▸ Objective: Quote exactly, and only, the lines from the one with "silhouette in this photo, one line per instance." through the end of the listing.

▸ Data to process:
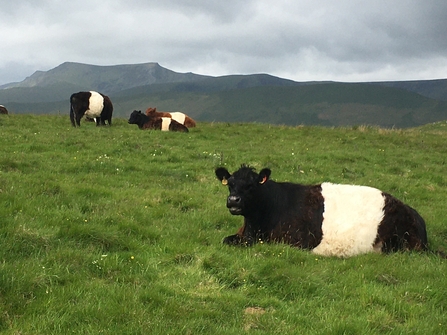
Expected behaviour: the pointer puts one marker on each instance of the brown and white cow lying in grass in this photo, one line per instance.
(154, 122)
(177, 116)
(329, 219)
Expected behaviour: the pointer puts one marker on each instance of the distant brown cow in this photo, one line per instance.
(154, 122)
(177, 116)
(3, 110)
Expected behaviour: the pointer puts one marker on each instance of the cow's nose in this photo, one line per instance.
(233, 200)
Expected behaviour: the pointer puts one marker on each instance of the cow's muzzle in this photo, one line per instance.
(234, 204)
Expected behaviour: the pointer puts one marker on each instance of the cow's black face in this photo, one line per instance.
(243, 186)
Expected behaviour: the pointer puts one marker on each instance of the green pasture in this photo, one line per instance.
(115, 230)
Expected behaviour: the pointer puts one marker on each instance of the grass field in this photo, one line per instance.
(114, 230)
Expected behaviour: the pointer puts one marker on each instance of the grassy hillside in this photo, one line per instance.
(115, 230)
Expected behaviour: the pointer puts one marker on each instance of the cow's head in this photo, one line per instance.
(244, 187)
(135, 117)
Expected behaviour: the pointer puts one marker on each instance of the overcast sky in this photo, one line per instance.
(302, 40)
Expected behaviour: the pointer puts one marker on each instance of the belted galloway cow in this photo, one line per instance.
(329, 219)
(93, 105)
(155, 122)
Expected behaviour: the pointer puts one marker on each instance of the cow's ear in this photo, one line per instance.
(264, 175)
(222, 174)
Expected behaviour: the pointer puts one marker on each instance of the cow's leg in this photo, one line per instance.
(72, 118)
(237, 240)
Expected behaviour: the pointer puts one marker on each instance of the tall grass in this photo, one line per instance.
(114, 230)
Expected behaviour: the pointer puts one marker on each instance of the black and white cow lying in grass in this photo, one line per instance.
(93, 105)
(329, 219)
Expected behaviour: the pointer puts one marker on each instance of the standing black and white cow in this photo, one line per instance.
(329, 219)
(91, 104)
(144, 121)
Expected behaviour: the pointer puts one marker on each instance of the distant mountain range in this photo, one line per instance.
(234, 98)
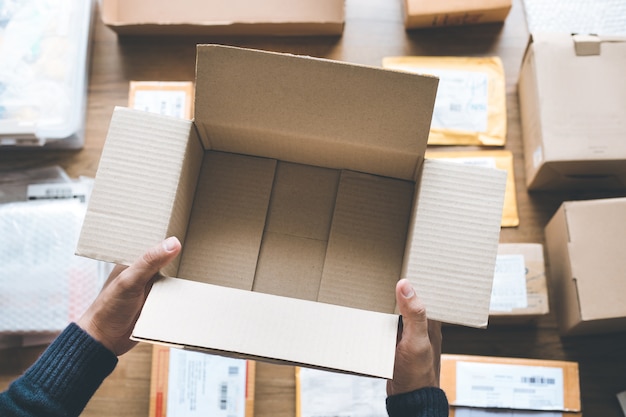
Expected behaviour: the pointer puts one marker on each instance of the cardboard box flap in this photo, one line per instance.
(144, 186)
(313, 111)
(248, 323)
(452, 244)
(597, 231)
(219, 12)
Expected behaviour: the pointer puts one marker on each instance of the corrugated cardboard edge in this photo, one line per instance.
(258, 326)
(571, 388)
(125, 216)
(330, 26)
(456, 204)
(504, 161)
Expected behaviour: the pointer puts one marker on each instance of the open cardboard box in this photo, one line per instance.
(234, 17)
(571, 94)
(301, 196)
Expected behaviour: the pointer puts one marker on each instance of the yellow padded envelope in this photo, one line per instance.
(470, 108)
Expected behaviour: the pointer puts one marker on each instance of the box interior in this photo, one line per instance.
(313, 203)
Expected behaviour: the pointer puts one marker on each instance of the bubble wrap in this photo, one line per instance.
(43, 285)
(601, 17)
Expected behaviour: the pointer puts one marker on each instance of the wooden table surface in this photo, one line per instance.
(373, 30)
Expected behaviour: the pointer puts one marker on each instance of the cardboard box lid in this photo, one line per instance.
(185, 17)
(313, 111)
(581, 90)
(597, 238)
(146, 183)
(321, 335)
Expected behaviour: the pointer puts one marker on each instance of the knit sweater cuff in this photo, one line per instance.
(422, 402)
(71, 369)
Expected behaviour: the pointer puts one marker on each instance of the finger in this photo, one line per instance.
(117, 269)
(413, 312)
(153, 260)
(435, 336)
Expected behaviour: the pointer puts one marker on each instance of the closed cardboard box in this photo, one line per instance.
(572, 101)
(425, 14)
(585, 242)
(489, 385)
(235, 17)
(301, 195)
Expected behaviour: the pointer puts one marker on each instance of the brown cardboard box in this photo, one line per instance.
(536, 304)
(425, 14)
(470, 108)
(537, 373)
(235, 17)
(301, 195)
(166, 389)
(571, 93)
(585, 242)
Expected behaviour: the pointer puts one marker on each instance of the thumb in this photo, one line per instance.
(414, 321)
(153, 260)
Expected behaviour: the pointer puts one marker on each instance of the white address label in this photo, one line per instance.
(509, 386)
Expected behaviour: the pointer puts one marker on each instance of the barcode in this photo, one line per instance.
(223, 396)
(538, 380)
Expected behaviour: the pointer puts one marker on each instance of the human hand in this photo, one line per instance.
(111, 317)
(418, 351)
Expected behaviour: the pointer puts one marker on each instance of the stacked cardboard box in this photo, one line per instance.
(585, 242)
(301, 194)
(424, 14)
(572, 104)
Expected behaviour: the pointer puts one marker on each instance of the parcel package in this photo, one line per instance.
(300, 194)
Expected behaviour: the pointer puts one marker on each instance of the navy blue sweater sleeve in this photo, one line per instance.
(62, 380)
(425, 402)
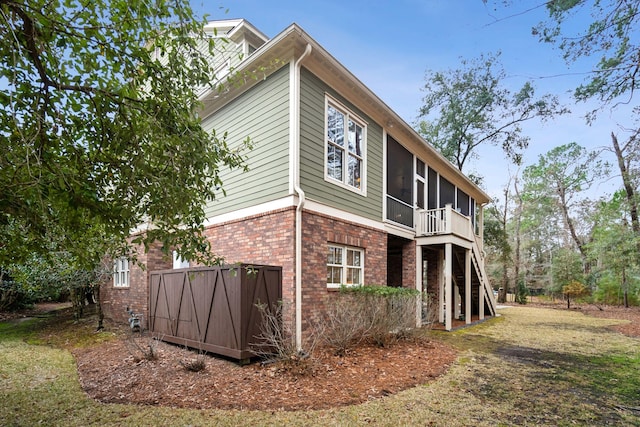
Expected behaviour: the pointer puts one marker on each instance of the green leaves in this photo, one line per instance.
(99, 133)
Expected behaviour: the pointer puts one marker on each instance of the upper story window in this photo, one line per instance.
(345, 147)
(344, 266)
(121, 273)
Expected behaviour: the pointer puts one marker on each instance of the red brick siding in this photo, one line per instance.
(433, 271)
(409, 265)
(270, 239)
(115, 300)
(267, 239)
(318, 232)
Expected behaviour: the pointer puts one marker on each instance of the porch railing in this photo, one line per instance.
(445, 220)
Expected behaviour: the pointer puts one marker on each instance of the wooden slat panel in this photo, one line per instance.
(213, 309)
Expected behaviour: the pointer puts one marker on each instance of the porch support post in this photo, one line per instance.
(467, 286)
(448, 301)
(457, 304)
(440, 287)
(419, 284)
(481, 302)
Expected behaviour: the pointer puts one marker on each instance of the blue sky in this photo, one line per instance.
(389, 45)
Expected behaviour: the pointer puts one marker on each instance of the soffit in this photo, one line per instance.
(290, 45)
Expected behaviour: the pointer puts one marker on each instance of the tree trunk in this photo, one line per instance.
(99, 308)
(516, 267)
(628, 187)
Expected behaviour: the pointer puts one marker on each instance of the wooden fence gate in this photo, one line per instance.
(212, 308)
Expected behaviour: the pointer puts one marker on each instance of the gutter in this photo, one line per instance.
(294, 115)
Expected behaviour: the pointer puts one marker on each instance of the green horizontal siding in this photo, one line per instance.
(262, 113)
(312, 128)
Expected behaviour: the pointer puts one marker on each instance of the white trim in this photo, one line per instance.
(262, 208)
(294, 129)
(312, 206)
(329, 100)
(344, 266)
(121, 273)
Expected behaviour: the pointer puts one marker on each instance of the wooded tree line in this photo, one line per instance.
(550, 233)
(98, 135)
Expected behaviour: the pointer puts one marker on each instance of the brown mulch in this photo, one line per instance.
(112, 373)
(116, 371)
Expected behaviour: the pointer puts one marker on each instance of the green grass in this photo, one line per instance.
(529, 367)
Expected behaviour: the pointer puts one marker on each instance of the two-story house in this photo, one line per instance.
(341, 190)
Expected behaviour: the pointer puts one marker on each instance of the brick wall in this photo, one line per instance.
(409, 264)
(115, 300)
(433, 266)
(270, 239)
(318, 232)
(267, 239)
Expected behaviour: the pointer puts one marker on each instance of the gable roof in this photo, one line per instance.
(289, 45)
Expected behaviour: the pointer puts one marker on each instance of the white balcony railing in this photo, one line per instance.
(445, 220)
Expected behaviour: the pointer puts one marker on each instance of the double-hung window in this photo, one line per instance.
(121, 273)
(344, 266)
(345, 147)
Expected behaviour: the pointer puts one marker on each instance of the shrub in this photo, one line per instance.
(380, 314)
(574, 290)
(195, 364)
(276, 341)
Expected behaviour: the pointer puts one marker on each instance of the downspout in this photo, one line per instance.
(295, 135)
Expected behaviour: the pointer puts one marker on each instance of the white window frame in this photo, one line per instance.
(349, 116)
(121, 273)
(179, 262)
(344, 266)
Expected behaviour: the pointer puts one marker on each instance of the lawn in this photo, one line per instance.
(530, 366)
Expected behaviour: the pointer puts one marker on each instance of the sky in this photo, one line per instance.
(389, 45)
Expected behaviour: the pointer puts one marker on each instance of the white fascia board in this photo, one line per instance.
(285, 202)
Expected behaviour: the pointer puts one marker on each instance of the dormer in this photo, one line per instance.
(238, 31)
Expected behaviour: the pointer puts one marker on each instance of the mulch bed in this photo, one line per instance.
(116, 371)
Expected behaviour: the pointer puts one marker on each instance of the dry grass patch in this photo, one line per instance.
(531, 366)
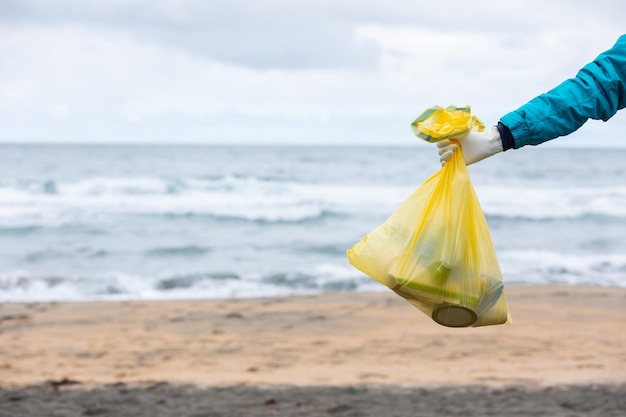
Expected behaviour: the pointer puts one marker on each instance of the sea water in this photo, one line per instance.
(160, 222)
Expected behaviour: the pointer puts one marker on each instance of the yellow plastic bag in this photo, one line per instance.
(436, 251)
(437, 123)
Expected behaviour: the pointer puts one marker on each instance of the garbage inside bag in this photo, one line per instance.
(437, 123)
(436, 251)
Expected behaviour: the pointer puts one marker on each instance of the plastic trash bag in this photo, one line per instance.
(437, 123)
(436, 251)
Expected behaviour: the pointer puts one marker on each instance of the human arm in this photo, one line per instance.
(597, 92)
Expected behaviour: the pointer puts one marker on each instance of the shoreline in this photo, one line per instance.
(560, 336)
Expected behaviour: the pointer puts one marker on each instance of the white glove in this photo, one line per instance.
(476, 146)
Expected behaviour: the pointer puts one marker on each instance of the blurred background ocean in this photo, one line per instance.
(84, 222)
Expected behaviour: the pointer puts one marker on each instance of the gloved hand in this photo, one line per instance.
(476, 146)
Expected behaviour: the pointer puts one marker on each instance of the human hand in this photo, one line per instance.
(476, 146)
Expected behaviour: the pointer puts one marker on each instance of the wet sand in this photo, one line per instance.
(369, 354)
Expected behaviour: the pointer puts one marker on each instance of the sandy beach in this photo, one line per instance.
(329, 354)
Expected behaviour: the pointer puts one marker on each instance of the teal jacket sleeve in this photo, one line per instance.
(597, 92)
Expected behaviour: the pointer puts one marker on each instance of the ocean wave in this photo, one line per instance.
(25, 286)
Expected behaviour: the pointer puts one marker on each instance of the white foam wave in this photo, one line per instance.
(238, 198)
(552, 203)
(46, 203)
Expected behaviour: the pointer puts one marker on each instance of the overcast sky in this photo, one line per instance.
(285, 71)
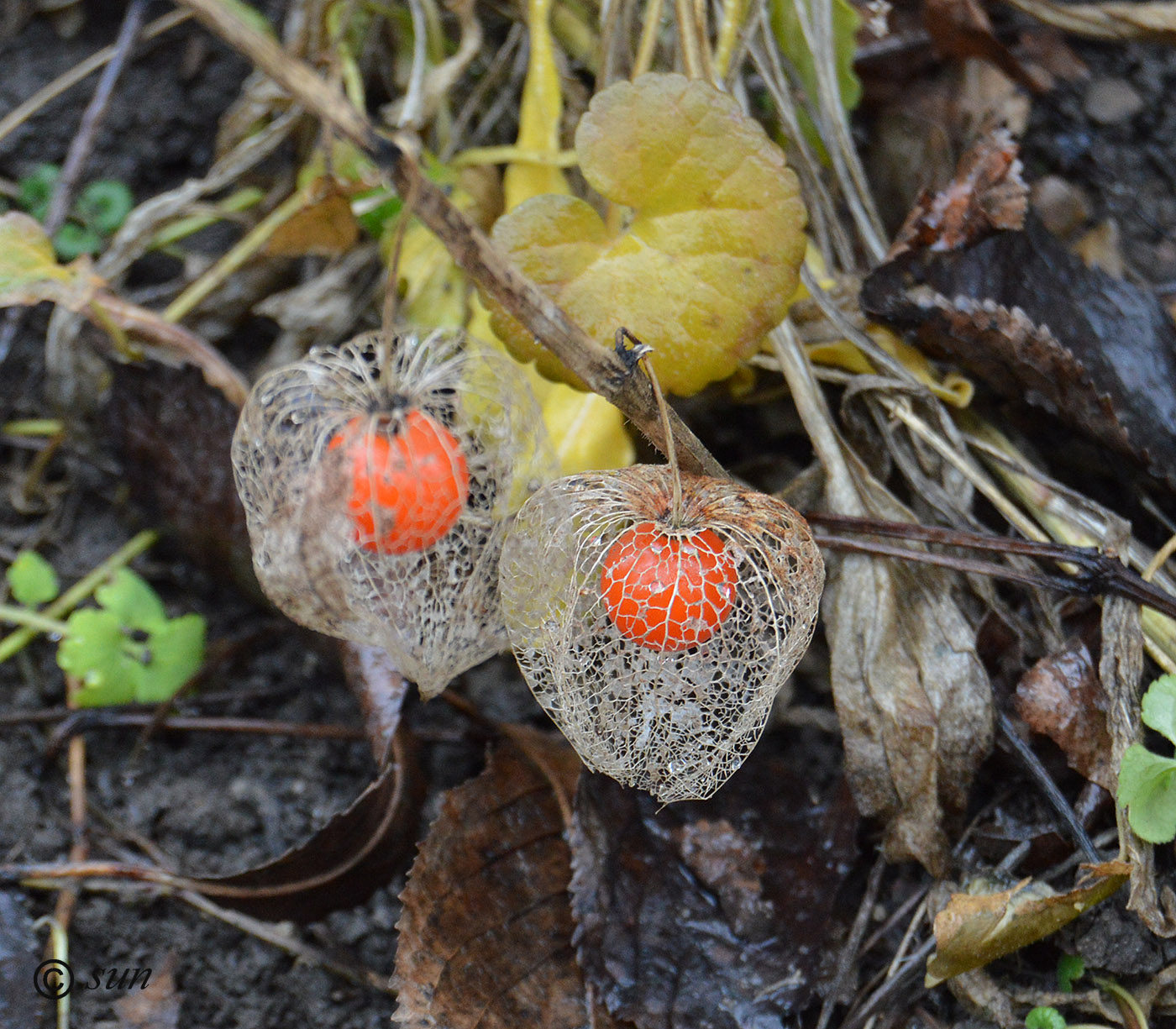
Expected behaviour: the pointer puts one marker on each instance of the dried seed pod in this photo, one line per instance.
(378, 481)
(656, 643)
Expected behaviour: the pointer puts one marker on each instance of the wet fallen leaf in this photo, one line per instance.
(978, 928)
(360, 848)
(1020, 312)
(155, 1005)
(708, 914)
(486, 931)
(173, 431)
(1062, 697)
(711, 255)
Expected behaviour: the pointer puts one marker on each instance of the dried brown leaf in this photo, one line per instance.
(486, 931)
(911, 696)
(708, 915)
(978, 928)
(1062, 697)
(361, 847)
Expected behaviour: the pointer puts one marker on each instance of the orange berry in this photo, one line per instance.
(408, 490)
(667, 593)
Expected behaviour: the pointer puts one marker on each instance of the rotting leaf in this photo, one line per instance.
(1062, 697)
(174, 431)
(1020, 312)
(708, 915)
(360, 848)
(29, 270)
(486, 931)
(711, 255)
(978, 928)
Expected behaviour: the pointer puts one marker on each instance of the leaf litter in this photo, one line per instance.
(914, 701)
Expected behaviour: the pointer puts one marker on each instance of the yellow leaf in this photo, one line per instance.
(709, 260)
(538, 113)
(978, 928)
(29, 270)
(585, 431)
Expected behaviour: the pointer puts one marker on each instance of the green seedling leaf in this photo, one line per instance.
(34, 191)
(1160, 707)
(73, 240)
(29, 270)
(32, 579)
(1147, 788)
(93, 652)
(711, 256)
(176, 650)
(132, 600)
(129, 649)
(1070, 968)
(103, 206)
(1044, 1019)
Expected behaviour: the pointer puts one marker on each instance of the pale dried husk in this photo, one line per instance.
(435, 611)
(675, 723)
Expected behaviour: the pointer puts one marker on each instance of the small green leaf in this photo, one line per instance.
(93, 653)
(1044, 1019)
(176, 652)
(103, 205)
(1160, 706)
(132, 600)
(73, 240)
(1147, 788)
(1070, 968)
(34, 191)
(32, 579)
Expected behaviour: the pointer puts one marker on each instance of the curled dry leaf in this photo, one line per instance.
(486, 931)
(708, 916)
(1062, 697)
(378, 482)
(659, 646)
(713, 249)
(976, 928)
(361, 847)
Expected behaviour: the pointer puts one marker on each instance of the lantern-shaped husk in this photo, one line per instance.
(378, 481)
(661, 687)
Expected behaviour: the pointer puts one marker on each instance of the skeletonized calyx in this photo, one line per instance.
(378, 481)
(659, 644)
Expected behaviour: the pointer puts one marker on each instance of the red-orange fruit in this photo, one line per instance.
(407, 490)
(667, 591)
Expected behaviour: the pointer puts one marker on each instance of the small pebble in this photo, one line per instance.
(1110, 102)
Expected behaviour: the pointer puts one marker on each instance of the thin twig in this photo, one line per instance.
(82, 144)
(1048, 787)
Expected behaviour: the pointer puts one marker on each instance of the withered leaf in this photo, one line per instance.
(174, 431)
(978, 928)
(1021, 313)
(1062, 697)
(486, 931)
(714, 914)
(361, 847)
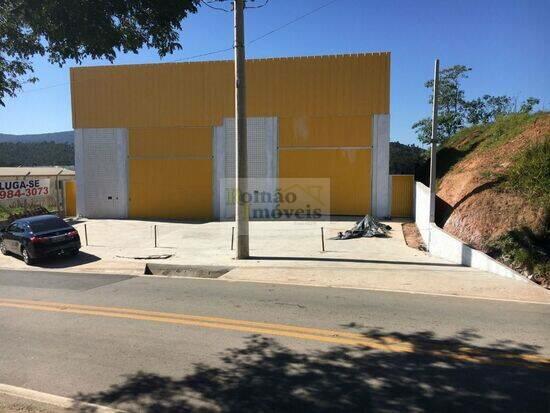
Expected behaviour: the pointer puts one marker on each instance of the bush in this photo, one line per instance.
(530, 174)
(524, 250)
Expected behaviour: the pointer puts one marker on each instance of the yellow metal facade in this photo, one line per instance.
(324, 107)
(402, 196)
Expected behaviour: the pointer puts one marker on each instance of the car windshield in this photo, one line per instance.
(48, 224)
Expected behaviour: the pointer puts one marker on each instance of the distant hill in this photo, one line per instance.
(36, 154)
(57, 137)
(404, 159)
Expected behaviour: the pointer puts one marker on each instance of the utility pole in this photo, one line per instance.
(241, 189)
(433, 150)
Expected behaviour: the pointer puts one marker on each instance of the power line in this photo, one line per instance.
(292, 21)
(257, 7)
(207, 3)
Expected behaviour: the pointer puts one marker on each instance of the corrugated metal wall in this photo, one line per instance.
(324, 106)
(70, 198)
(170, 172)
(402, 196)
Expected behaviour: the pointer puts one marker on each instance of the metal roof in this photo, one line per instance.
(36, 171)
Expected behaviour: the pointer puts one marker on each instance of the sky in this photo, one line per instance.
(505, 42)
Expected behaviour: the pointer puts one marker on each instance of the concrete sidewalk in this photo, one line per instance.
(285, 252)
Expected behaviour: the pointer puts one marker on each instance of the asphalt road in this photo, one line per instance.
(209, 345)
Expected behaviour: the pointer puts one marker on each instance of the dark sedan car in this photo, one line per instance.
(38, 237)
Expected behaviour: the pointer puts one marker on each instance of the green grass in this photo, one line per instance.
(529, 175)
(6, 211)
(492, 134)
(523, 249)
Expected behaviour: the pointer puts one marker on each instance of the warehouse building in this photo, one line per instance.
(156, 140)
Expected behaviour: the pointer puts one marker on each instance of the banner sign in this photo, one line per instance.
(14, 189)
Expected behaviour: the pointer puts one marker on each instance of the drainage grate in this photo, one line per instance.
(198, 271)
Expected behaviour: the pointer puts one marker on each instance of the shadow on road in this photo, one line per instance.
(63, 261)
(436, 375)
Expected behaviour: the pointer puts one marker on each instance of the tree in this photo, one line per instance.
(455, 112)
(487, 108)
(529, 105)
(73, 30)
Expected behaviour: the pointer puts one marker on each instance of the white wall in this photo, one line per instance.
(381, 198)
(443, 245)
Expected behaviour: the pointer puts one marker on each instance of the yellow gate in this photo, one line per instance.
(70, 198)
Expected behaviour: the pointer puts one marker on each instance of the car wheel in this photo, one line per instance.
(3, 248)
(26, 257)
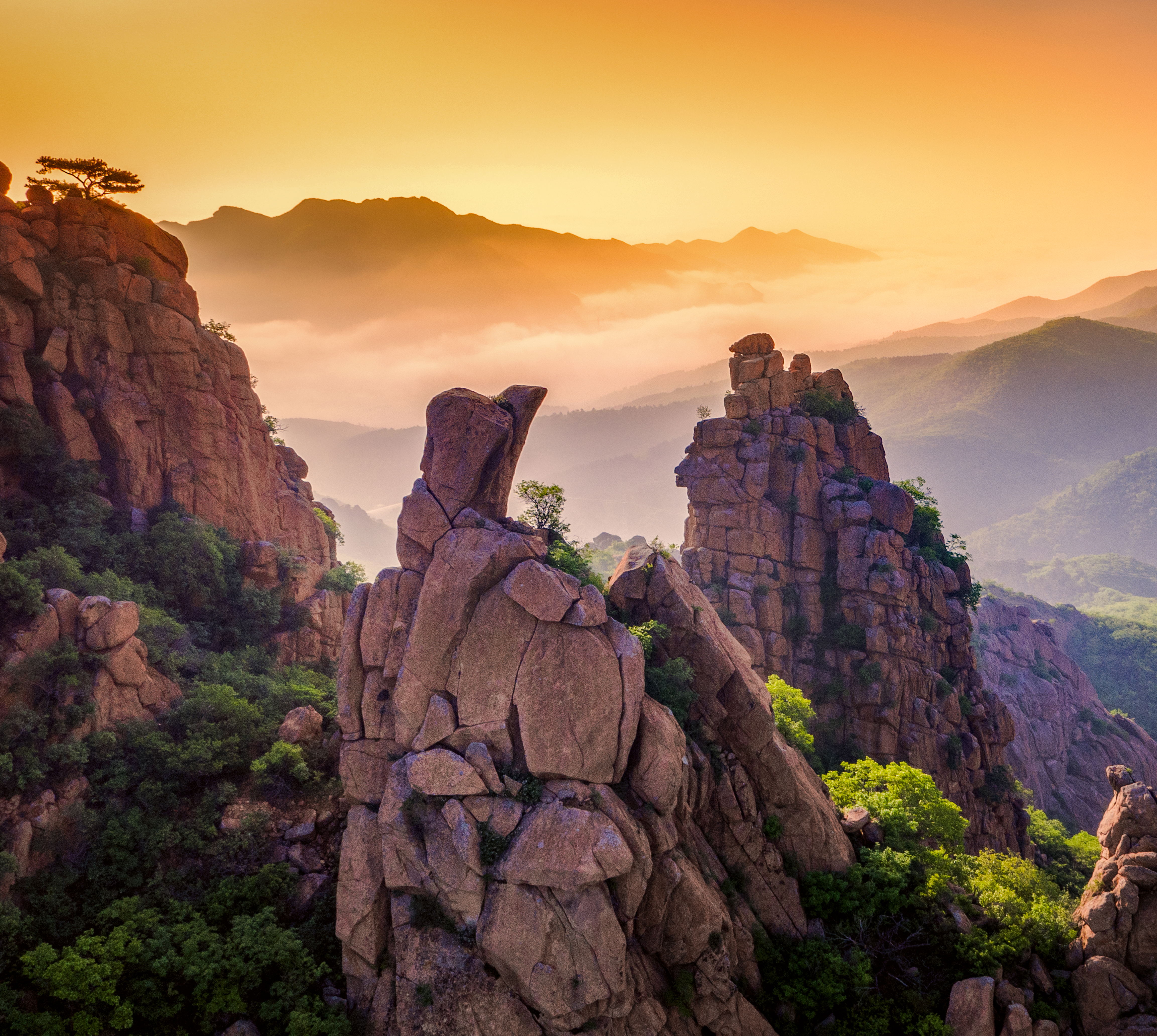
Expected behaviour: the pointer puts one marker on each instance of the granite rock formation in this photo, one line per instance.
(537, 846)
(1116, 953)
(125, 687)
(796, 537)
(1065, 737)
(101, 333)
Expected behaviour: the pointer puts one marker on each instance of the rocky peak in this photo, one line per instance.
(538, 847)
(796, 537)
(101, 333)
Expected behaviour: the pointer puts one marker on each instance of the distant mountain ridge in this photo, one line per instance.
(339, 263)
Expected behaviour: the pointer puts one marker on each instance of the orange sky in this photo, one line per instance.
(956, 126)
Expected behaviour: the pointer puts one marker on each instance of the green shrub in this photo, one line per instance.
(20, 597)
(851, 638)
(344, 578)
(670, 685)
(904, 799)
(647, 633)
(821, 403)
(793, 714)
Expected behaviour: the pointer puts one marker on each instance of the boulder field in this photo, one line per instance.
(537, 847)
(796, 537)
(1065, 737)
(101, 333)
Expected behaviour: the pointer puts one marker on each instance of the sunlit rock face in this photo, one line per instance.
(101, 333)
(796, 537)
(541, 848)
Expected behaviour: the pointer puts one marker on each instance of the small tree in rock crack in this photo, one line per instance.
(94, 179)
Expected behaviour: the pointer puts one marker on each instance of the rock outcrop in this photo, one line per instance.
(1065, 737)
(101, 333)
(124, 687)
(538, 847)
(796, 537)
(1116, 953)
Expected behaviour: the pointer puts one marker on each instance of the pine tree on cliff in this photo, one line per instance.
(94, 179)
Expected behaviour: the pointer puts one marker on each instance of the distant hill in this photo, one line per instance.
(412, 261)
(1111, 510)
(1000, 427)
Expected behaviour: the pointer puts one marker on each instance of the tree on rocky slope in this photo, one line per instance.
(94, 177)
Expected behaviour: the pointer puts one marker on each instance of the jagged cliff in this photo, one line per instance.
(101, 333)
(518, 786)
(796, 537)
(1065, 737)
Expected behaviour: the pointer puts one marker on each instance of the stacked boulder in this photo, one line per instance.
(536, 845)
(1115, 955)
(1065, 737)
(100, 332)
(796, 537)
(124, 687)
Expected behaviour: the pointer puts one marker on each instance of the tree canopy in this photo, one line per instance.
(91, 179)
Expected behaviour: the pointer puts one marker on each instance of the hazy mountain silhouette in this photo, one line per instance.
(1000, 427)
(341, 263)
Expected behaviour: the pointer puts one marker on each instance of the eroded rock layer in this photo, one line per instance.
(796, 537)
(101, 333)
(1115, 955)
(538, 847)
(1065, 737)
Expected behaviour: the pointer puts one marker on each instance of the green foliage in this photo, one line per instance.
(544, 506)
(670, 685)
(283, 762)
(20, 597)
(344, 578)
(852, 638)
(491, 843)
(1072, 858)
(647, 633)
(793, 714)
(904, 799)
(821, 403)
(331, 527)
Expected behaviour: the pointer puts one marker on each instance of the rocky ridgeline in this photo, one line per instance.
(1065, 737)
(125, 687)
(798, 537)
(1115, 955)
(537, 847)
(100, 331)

▸ Task answer:
Expected behaviour: the pointer puts one marker on each instance of the hazy mountain silhouette in this photo, one line per instance.
(1000, 427)
(341, 263)
Expected behaviour: the pointer puts one marker on each instance of the eroded rock layer in this photo, one line per instance.
(796, 537)
(101, 333)
(1115, 955)
(538, 847)
(1065, 737)
Expected behaviour: the pointer puts one marker on each instance of the green foliage in this photo, one line per instance.
(544, 506)
(670, 685)
(283, 762)
(20, 597)
(344, 578)
(852, 638)
(491, 843)
(1072, 858)
(647, 633)
(793, 714)
(904, 799)
(821, 403)
(331, 527)
Expected behaviour: the pointer puts one marker on each instance of the rocky ridgeline in this photo, one line per instance.
(1065, 737)
(125, 687)
(798, 537)
(1115, 955)
(537, 847)
(100, 331)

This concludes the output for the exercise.